**DATA FOR ANALYSIS**
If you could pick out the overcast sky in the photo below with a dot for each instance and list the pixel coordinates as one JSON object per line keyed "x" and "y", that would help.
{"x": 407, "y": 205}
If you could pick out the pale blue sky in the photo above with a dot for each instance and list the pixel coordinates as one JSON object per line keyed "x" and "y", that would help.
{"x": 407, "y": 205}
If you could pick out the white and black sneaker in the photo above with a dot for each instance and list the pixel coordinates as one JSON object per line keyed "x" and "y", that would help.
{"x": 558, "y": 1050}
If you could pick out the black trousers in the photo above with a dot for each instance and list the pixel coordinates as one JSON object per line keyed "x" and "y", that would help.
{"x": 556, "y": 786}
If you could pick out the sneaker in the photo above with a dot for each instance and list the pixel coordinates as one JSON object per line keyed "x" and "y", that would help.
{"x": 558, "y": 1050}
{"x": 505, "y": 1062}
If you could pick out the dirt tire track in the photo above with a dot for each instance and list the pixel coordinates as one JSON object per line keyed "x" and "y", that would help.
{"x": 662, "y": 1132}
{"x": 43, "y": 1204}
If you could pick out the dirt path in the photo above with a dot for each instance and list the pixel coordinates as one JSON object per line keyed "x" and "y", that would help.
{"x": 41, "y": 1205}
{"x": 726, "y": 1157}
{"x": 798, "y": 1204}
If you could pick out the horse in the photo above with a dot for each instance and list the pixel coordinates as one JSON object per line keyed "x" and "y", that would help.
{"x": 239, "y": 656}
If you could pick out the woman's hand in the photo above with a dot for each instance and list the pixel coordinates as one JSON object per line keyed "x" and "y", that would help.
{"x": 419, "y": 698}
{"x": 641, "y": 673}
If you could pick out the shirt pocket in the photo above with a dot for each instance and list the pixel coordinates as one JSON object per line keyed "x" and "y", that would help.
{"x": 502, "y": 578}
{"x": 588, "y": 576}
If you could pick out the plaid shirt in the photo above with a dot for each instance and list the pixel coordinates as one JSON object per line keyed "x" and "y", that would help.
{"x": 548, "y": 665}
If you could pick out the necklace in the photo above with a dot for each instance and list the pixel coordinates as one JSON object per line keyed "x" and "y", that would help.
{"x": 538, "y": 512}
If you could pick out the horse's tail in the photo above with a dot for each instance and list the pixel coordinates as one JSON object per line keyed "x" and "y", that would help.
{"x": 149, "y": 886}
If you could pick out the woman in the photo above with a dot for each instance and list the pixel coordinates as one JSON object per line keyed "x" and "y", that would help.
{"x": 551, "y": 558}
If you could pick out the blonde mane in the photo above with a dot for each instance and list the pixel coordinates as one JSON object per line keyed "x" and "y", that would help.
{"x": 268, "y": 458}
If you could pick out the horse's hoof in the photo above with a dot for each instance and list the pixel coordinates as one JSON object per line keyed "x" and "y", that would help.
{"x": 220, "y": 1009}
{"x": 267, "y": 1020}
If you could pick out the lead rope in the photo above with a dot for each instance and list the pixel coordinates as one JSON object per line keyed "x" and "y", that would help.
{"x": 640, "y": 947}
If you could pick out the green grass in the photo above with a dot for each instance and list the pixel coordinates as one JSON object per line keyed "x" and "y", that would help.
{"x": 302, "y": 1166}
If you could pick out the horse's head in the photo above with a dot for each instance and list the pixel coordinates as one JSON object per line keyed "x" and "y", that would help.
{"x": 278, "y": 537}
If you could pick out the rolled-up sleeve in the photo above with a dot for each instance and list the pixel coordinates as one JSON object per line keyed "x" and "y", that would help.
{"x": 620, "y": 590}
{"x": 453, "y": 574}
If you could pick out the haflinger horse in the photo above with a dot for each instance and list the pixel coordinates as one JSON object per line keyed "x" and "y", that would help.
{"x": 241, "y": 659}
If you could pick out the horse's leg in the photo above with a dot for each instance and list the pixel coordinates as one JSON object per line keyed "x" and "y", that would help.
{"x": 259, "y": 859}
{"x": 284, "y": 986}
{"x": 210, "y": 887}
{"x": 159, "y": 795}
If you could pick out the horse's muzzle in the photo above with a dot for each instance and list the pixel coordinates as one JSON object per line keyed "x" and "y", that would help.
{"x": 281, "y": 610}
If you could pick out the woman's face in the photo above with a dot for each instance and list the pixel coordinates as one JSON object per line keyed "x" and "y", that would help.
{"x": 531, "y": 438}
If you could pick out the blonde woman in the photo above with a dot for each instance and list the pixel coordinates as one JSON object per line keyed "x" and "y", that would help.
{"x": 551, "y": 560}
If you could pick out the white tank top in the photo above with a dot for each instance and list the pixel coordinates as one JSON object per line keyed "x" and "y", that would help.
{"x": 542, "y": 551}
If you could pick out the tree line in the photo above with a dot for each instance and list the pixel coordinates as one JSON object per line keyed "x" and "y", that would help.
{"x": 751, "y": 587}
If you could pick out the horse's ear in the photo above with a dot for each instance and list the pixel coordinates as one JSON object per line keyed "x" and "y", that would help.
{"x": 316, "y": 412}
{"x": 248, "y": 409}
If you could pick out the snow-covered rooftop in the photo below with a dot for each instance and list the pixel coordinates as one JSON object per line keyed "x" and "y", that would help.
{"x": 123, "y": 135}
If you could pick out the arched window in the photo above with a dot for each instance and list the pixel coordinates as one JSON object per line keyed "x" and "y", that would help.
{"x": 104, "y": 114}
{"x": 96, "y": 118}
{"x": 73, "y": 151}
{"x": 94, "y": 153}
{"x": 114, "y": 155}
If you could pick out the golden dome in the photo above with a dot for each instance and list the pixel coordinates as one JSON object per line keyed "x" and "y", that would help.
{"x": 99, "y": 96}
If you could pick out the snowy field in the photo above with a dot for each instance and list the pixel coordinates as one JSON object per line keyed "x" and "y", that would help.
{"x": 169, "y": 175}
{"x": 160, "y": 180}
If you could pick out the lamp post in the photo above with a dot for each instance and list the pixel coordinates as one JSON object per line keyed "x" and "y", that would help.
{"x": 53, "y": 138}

**WORK INSTRUCTION**
Answer with an exact copy of the lines from the one containing "If you could pick out the snowy" through the end of the entries above, leaving out everything before.

**WORKED SOLUTION**
If you could pick out the snowy field in the photo above with a dot for each instance and list the pixel coordinates as one JSON object per line keyed "x" and "y", that would help.
{"x": 169, "y": 175}
{"x": 160, "y": 180}
If you could pick out the lamp post in the photo above with a dot for each instance and list the pixel coordinates as one JSON object per line keyed "x" and "y", that would help.
{"x": 53, "y": 138}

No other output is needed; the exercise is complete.